Task prompt | Repeat the listing that comes next, leaving nothing out and changing nothing.

Records provided |

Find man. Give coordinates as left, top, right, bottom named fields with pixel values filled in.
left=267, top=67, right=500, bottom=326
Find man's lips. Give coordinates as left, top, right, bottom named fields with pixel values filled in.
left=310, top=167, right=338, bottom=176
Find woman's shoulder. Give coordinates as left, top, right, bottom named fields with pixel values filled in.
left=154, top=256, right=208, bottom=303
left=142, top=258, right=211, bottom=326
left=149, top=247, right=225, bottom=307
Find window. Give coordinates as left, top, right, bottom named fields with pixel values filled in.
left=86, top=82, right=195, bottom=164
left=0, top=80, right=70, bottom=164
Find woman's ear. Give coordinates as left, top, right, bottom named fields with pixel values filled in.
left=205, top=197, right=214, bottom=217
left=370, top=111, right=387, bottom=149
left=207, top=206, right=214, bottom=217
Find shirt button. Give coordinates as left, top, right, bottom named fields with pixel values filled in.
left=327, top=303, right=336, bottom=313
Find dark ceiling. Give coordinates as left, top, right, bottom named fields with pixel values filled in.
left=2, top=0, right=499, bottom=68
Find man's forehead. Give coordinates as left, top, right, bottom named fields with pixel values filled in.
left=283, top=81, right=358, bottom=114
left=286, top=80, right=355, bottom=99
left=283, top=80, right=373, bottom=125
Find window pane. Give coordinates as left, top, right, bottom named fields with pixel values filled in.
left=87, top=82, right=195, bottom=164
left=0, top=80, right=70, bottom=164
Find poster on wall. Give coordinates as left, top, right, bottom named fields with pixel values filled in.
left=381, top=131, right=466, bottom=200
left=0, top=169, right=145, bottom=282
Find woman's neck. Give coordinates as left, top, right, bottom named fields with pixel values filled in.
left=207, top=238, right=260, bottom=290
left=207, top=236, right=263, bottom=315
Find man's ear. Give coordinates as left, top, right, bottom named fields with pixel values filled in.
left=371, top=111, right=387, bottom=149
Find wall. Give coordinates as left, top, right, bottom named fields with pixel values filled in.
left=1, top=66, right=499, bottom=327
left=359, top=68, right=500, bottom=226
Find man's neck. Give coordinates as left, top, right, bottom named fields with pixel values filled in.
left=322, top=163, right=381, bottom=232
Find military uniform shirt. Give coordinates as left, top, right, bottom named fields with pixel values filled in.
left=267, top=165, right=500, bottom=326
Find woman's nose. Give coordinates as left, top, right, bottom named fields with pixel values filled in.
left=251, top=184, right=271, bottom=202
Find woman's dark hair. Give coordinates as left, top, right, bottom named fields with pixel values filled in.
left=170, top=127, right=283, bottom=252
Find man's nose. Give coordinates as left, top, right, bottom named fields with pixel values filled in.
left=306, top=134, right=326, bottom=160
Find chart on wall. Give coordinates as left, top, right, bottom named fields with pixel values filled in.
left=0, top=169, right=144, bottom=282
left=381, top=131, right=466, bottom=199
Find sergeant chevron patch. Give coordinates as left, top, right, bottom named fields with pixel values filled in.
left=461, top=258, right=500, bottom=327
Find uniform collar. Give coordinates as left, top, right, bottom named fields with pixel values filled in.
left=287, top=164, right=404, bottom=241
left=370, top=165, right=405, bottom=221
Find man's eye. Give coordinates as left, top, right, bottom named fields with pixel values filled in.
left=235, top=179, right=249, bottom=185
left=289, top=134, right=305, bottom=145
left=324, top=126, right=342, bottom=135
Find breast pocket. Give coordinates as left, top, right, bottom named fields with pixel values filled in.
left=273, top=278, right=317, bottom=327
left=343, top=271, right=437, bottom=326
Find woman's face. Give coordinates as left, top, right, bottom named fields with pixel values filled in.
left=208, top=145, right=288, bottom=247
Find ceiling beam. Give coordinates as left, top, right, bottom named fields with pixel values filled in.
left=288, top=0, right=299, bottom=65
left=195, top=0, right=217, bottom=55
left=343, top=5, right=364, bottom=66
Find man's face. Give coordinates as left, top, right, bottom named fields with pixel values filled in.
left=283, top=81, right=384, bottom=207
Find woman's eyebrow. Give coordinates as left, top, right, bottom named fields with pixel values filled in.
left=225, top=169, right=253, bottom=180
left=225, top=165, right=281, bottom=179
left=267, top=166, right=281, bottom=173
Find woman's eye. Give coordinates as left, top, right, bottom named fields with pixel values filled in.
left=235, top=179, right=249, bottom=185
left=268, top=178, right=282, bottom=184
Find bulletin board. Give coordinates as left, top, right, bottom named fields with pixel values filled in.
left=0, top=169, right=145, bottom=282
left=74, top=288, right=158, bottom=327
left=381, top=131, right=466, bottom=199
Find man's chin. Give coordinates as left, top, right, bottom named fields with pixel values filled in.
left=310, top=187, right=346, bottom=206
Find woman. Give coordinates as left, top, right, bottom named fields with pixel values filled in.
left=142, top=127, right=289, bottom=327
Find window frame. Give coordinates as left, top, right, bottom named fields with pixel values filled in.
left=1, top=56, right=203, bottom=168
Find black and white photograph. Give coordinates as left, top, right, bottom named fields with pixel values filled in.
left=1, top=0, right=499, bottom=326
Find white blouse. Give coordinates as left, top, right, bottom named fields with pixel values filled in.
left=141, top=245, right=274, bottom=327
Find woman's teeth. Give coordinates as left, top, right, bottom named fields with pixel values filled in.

Response box |
Find man. Give coordinates as left, top, right, bottom named fields with pixel values filled in.
left=267, top=67, right=500, bottom=326
Find man's lips. Give coordinates as left, top, right, bottom named fields with pixel values filled in.
left=310, top=167, right=338, bottom=176
Find woman's shoulder. Give coordinates as left, top, right, bottom named fields with pixel values filled in.
left=154, top=256, right=208, bottom=303
left=142, top=258, right=211, bottom=326
left=149, top=247, right=225, bottom=307
Find window. Give coordinates as left, top, right, bottom named fields with pixel values filled in.
left=86, top=82, right=195, bottom=164
left=0, top=80, right=70, bottom=164
Find woman's ear. Give coordinates as left, top, right, bottom named fields with pixel values filled in.
left=205, top=197, right=214, bottom=217
left=370, top=111, right=387, bottom=149
left=207, top=206, right=214, bottom=217
Find shirt button. Give coordinates as left, top, right, bottom named fields with pixel values filled in.
left=327, top=303, right=336, bottom=313
Find dark ceiling. Give coordinates as left, top, right, bottom named fields with pixel values filled in.
left=2, top=0, right=499, bottom=68
Find man's forehead. Give coordinates as left, top, right, bottom named fields with pixel values filled in.
left=283, top=81, right=358, bottom=114
left=286, top=80, right=355, bottom=99
left=283, top=80, right=373, bottom=125
Find window pane. Give coordinates as left, top, right, bottom named fields with pixel values filled in.
left=87, top=82, right=195, bottom=164
left=0, top=80, right=70, bottom=164
Find poster on wall. Give coordinates as left, top, right, bottom named fields with pixel values filled in.
left=381, top=131, right=466, bottom=200
left=0, top=169, right=145, bottom=282
Find woman's neck. Give coordinates as left, top, right, bottom named fields with pixel values filled in.
left=207, top=238, right=260, bottom=290
left=207, top=236, right=263, bottom=315
Find man's ear. Give coordinates as left, top, right, bottom named fields with pixel values filled in.
left=371, top=111, right=387, bottom=149
Find wall. Give coordinates as left, top, right, bottom named fields with pixel values filled in.
left=1, top=66, right=499, bottom=327
left=359, top=68, right=500, bottom=226
Find man's neck. Give coordinates as left, top, right, bottom named fields with pixel values filled in.
left=322, top=163, right=381, bottom=232
Find military uniform shirt. Give coordinates as left, top, right, bottom named fields with pixel values filled in.
left=267, top=165, right=500, bottom=326
Find woman's nose. Give coordinates as left, top, right, bottom named fields with pixel values filled in.
left=251, top=184, right=271, bottom=202
Find woman's dark hair. Give coordinates as left, top, right, bottom named fields with pixel values filled in.
left=170, top=127, right=283, bottom=252
Find man's nose. Give coordinates as left, top, right, bottom named fields with pixel values filled in.
left=306, top=134, right=326, bottom=160
Find chart on wall. Give coordinates as left, top, right, bottom named fields with pixel values filled in.
left=0, top=169, right=144, bottom=282
left=381, top=131, right=466, bottom=199
Find sergeant chevron patch. Give coordinates as left, top, right, bottom named fields with pixel values filled in.
left=461, top=258, right=500, bottom=327
Find uniform collar. Give coordinates as left, top, right, bottom named fields with pixel values filled in.
left=287, top=164, right=404, bottom=241
left=370, top=165, right=405, bottom=221
Find man's eye. Give coordinates as left, top, right, bottom named fields with pixel values filled in.
left=235, top=179, right=249, bottom=185
left=289, top=134, right=305, bottom=145
left=324, top=126, right=342, bottom=135
Find breast pocket. Give coordinates as left, top, right, bottom named fields with pixel values filled in.
left=273, top=278, right=317, bottom=327
left=343, top=271, right=437, bottom=326
Find woman's face. Give coordinates as left, top, right, bottom named fields with pixel values filled in.
left=208, top=145, right=288, bottom=247
Find ceiling beam. Give coordinates as left, top, right, bottom named fields with pixel values filled in.
left=288, top=0, right=299, bottom=65
left=195, top=0, right=217, bottom=55
left=343, top=5, right=364, bottom=66
Find man's face. Give coordinates as left, top, right, bottom named fields with pixel values filled in.
left=283, top=81, right=384, bottom=207
Find woman's eyebrow. Give coordinates as left, top, right, bottom named fields with pixel values filled in.
left=225, top=169, right=253, bottom=180
left=225, top=165, right=281, bottom=179
left=267, top=166, right=281, bottom=173
Find woman's eye. Give coordinates as left, top, right, bottom named fields with pixel values filled in.
left=235, top=179, right=249, bottom=185
left=268, top=178, right=282, bottom=184
Find bulletin board. Give coordinates as left, top, right, bottom named fields with pixel values filled in.
left=0, top=169, right=145, bottom=282
left=74, top=288, right=158, bottom=327
left=381, top=131, right=466, bottom=199
Find man's chin. Give coordinates as left, top, right, bottom named fields with pixel values filled in.
left=310, top=187, right=346, bottom=206
Find woman. Give coordinates as left, top, right, bottom named fields with pixel values filled in.
left=142, top=127, right=289, bottom=327
Find window frame. Give coordinates as left, top, right, bottom named fields with pixel values filled in.
left=1, top=56, right=203, bottom=168
Find black and white photograph. Give coordinates as left, top, right, bottom named fields with pixel values filled in.
left=1, top=0, right=499, bottom=326
Find white blouse. Give coordinates as left, top, right, bottom named fields with pixel values filled in.
left=141, top=245, right=274, bottom=327
Find woman's teeth. Give coordinates as left, top, right, bottom named fields with pixel values filled in.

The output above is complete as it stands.